## [Data rows]
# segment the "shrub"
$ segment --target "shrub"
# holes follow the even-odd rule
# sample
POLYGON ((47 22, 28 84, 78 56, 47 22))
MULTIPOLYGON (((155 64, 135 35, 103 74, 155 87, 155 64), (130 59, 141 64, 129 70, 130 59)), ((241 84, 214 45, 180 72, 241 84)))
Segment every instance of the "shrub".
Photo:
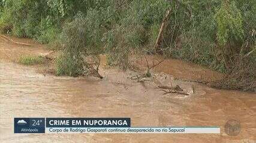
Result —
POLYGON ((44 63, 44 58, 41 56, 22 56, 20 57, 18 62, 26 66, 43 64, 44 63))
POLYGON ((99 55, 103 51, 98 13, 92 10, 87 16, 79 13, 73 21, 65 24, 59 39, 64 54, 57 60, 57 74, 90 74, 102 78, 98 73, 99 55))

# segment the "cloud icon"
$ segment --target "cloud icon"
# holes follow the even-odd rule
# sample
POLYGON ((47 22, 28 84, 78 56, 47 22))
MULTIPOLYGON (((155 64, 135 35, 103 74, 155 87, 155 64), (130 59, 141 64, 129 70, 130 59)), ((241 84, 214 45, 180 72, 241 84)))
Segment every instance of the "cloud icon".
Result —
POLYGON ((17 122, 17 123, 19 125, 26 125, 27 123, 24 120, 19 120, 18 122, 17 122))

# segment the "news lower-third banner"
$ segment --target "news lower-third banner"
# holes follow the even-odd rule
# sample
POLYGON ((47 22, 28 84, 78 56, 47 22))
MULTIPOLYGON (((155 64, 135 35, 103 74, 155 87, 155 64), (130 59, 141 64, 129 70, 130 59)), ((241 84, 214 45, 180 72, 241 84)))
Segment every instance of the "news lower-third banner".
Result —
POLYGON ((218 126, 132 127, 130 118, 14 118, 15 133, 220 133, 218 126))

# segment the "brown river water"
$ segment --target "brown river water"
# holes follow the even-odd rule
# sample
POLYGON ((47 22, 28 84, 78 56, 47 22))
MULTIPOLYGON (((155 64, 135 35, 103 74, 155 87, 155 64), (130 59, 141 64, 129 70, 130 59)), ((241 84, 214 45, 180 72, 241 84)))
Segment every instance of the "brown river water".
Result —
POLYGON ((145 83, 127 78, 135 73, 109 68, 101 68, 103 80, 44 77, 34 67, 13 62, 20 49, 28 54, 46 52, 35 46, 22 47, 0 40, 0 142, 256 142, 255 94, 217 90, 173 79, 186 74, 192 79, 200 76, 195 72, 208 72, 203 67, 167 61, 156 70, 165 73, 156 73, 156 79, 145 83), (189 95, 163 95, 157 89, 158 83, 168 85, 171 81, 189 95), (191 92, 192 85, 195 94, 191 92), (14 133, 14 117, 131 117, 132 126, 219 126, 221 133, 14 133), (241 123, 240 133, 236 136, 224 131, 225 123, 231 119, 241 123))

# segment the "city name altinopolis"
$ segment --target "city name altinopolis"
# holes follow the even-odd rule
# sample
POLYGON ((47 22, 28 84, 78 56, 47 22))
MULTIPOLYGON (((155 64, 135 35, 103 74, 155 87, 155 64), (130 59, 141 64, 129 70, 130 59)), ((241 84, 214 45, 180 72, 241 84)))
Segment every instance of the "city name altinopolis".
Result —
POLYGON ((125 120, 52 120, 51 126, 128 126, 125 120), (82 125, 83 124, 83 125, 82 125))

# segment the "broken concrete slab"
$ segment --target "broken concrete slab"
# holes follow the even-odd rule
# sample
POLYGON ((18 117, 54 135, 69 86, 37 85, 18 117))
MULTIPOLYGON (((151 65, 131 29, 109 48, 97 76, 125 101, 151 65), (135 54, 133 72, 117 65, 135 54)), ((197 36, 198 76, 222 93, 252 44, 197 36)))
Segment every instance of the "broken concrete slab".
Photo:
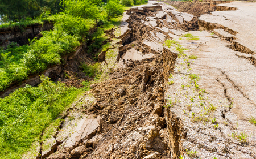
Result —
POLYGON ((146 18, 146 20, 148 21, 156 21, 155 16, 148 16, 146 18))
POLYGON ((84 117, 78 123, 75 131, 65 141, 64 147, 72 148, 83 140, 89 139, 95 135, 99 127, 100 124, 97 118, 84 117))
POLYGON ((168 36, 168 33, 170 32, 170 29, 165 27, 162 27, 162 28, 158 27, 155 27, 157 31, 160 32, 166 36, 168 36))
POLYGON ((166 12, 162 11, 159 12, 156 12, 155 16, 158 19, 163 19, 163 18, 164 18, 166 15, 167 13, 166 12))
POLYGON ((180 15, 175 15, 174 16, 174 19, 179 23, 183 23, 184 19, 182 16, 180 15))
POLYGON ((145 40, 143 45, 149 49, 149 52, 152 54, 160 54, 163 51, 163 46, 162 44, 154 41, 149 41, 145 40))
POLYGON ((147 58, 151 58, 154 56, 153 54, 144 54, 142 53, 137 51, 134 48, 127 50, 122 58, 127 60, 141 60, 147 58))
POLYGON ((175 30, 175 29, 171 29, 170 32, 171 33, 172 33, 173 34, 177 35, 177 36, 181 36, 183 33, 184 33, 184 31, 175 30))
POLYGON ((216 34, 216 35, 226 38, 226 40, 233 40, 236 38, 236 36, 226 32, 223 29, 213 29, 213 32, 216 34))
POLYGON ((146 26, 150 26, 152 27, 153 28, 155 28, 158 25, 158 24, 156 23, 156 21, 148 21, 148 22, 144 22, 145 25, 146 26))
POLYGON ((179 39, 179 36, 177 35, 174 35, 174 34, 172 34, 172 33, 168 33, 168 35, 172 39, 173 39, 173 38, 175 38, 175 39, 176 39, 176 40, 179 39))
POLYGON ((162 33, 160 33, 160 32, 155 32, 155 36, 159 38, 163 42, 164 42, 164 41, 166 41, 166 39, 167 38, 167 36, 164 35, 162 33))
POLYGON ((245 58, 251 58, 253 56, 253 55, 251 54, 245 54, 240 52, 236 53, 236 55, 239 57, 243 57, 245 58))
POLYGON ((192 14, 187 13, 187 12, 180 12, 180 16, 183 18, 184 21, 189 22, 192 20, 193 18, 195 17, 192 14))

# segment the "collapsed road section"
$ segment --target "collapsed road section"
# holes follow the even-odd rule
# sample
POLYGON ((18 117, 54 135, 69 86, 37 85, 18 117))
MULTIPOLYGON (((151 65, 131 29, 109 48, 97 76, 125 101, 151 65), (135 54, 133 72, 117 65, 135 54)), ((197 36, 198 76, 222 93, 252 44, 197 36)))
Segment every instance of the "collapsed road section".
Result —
* * *
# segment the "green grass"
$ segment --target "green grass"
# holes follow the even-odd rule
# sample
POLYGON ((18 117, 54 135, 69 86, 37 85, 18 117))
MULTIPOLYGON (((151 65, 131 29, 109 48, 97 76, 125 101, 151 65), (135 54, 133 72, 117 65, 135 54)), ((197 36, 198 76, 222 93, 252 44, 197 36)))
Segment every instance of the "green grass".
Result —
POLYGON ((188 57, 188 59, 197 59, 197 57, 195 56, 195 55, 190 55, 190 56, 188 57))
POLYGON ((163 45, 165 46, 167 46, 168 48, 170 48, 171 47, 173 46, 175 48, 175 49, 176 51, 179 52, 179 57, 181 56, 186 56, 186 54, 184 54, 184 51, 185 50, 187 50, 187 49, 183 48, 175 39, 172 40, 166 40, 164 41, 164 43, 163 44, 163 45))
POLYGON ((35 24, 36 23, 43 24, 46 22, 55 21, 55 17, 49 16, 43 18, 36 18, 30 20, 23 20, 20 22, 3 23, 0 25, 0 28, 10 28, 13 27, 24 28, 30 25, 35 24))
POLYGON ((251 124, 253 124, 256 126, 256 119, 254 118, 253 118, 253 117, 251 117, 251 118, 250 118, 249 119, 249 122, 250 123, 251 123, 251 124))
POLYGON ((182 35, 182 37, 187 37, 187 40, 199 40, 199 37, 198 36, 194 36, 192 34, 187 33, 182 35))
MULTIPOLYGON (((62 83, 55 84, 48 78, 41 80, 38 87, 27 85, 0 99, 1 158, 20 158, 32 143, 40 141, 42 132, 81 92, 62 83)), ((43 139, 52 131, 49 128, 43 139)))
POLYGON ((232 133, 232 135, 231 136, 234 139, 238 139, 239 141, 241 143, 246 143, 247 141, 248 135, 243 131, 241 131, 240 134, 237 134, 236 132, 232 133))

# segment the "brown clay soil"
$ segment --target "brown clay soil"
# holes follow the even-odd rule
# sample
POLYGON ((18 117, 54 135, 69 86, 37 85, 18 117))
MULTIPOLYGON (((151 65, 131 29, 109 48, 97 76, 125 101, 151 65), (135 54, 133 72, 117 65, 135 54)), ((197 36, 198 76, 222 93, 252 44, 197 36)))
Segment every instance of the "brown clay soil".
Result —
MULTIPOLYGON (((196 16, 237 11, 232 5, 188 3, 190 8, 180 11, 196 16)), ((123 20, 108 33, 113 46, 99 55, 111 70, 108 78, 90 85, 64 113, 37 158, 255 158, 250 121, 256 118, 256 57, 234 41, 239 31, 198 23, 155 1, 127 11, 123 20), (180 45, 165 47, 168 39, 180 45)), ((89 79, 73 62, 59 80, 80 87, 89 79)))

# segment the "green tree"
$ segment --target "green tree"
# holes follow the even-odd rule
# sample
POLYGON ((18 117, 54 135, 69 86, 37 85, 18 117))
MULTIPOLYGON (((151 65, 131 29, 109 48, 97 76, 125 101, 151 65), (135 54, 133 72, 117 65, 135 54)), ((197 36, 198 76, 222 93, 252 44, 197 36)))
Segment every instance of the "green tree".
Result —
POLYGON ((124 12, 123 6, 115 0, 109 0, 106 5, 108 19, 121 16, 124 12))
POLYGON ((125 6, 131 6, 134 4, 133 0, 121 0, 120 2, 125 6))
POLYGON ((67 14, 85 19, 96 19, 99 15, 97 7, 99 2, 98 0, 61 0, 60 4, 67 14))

## [Written task]
How many lines in the records above contain the string "target"? Reply with the number alone.

## [Result for this task]
10